# What to work on
What lines below include the string "pale"? Pick them out and copy them.

# Natural language region descriptions

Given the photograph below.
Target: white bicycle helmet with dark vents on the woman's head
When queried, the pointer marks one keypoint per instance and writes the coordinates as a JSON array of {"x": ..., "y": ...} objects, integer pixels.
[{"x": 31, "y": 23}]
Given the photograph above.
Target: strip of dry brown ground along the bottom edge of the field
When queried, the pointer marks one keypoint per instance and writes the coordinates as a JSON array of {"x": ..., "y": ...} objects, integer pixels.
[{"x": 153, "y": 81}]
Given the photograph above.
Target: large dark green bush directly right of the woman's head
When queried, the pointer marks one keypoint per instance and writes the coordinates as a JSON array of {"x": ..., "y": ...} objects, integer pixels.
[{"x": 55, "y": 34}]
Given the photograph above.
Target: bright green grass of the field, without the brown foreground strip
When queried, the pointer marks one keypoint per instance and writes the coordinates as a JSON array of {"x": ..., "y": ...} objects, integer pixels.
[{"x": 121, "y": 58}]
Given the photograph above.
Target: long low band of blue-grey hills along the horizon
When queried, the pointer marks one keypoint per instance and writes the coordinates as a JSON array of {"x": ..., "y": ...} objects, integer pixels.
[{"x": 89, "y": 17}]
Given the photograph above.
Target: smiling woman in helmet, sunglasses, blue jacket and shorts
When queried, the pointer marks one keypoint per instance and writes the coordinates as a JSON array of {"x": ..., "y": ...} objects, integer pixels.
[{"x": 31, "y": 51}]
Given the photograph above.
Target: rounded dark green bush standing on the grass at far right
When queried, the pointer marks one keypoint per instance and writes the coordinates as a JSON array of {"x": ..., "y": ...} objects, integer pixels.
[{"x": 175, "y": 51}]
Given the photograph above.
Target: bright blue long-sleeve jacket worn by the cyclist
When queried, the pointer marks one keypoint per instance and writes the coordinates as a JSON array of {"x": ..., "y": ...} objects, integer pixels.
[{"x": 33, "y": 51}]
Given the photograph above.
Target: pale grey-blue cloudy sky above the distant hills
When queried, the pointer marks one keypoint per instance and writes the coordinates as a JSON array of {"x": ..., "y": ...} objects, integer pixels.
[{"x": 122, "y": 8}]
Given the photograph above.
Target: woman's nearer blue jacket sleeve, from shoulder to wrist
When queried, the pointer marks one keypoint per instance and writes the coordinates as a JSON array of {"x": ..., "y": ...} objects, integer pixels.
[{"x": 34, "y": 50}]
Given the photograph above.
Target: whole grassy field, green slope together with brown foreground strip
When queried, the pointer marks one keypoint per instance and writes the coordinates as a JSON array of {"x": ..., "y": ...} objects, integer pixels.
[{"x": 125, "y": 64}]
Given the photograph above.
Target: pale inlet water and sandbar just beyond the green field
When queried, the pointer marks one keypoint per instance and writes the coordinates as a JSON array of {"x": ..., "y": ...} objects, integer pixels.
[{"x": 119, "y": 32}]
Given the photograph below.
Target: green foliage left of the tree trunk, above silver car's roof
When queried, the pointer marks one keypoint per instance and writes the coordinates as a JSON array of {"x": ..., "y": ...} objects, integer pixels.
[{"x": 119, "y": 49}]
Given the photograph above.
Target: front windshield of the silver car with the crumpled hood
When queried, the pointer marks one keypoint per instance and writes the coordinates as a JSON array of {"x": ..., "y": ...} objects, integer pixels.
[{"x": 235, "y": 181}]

# Result of the task
Target: pale grey-blue cloudy sky above the distant hills
Target: pale inlet water and sandbar just beyond the green field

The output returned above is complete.